Your job with the data below is to output exactly the lines from the one holding "Sample output: [[418, 217]]" down to the one holding "Sample output: [[572, 184]]", both included, and no others.

= = = = =

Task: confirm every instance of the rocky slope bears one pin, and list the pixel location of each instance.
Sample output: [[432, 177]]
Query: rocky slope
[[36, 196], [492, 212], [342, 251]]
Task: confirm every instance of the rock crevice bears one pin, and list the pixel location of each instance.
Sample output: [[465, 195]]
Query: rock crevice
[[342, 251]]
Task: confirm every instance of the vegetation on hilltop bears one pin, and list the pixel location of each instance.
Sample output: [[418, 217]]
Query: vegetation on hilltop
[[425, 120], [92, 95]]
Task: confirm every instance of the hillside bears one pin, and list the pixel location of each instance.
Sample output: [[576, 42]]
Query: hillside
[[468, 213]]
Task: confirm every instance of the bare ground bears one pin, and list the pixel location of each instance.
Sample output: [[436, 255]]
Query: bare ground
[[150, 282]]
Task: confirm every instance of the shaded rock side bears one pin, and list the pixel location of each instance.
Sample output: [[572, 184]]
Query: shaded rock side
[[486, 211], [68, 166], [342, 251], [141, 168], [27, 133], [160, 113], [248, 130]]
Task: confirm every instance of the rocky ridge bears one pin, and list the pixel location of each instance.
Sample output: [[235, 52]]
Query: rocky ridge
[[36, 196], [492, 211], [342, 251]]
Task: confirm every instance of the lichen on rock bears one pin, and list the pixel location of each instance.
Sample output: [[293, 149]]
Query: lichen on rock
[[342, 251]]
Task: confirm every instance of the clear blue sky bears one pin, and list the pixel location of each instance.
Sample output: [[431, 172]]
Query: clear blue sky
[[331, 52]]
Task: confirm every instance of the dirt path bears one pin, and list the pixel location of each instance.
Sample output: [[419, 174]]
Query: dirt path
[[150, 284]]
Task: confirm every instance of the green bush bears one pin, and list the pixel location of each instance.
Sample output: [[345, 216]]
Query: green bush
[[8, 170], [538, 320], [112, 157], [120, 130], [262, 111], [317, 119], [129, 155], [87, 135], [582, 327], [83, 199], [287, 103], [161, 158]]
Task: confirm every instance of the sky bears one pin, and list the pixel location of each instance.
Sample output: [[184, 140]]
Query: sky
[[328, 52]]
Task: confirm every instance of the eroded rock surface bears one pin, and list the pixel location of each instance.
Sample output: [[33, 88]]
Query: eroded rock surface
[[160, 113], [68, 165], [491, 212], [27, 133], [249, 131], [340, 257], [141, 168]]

= = = = =

## [Response box]
Sample output: [[418, 217]]
Query: vegetation on hilltop
[[425, 120], [92, 95]]
Task: confirm every instance of the hillside bears one pin, and list the pixel location of each instance.
Sample output: [[576, 42]]
Query: hillside
[[468, 213]]
Task: confirm every instance of the bare ground bears one pin, and list the pixel location of each instance.
Sample output: [[436, 255]]
Query: bare ground
[[150, 282]]
Task: confirm every instance of the shaded rock side bears one pin, and list the pixel location of each instance.
Sample output: [[572, 184]]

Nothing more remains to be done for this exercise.